## Given request 1
Rewrite the rows as a numbered list, from the line containing "Where can the flexible" through the last row, leaving out blank lines.
== Text excerpt ==
= Triple step (music) =

Dance rhythm used in music

Triple step, in music, represents a rhythmic pattern covering three dance steps done on music.

1977, British-American rock band Fleetwood Mac's released single, "Don't Stop", penned by musician and keyboardist Christine McVie from their Rumours album integrated rhythms influenced by triple step dance rhythmic patterns incorporated into the song featuring both traditional acoustic and tack piano, the second of these instrumental sounds achieved by affixing nails to the hammers' striking points on the strings, resulting in a more percussive sound.

== Gqom (3-Step) ==

The term "three-step" distinct from triple step was first coined in the mid-2010s by gqom record producers Sbucardo and Citizen Boy to describe the South African music genre gqom, named for its beat structure associated with triple metre . As the genre became more mainstream and evolved, incorporating various production techniques and styles, other gqom producers such as Emo Kid, DJ Lag, Ben Myster, and Menzi pioneered as well as developed a distinct variation of gqom music known as "3-step" (also referred to as 3 step, three-step, and other spelling variations) between the late 2010s and early 2020s. The gqom subgenre 3-step is defined by its blend of traditional gqom elements with triple metre and broken beat characteristics. Producers often fuse 3-step with other production styles and musical genres.
===
## Given request 2
Write the next part of the article on triple step in music, picking up after its final sentence.
== Data for this exercise ==
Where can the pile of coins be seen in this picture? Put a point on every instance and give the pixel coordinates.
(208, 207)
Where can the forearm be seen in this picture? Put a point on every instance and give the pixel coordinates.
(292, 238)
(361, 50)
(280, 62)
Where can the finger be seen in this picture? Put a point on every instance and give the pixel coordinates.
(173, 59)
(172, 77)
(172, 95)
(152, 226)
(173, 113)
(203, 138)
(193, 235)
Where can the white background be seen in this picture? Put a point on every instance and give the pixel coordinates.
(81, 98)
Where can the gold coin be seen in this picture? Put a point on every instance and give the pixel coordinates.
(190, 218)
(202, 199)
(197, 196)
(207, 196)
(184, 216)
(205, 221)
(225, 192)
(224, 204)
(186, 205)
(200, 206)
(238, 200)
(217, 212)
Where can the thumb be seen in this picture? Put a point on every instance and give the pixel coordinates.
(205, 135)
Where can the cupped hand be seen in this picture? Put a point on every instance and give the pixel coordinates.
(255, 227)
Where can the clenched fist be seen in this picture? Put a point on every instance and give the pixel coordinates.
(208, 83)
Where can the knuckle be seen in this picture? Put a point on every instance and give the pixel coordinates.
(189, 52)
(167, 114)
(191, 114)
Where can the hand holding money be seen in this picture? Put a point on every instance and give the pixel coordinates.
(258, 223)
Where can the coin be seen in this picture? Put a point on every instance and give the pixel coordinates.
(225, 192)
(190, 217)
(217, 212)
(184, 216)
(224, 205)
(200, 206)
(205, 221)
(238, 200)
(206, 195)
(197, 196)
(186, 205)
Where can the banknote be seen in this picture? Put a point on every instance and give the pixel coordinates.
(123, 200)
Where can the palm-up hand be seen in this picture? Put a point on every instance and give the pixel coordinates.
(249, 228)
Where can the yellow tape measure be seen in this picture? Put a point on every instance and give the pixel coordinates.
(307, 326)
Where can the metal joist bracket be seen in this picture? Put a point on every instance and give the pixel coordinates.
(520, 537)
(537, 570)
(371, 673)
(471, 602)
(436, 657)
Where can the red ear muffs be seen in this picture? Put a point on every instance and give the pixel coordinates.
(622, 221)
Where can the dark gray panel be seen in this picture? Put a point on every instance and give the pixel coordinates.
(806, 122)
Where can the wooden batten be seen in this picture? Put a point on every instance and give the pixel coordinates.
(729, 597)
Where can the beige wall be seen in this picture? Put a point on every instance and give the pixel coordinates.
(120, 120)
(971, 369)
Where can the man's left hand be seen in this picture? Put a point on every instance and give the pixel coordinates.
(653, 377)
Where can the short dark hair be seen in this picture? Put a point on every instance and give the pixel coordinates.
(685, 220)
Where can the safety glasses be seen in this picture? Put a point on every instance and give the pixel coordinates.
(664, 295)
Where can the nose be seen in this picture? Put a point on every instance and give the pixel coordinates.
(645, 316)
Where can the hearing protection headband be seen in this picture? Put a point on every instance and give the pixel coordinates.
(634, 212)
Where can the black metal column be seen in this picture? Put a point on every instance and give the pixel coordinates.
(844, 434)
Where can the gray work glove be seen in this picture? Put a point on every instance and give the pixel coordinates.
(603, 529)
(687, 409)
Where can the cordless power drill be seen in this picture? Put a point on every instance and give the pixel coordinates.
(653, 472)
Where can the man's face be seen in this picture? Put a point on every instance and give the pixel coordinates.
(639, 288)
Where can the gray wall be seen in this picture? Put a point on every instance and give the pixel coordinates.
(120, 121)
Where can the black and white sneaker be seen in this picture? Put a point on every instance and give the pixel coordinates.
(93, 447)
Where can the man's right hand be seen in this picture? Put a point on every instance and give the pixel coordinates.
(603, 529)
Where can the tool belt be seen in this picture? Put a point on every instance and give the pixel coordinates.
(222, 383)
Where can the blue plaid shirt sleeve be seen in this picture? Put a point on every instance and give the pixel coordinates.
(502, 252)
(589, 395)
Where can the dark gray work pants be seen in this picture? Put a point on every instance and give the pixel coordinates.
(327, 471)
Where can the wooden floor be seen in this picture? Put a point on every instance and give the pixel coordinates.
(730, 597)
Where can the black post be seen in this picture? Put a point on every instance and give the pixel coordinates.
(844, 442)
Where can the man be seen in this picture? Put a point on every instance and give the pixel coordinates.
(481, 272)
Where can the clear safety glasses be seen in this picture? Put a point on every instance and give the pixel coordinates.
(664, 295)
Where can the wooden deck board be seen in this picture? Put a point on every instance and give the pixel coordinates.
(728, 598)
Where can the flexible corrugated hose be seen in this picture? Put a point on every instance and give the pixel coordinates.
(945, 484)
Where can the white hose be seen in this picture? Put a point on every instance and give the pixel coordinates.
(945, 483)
===
## Answer 1
1. Where can the flexible corrugated hose be seen in this picture? Put a point on every instance and give the pixel coordinates.
2. (945, 484)
3. Where can the white hose be seen in this picture? Put a point on every instance and give the pixel coordinates.
4. (945, 483)

## Answer 2
== Waltz (music) ==

A waltz, referred to as "Walzer" in German, "Valse" in French, "Valzer" in Italian, "Vals" in Spanish and "Walc" in Polish, is a style of dance music recognized for its triple metre, typically notated in a 3/4 time signature. The waltz likely originated from the German, Ländler. In typical waltz compositions, each measure is associated with a single chord.

== Yoruba music ==

In Yoruba music, triple metre, among other rhythmic patterns, creates a distinctive, flowing quality through a repeating cycle of three beats per measure. This rhythmic structure is prevalent in traditional Yoruba drumming and significantly influences dance movements and ceremonial performances. Additionally, triple metre is present in oríkì praise poetry, where it enhances the lyrical delivery.

== See also ==
- 2-step garage
- 2-step (breakdance move)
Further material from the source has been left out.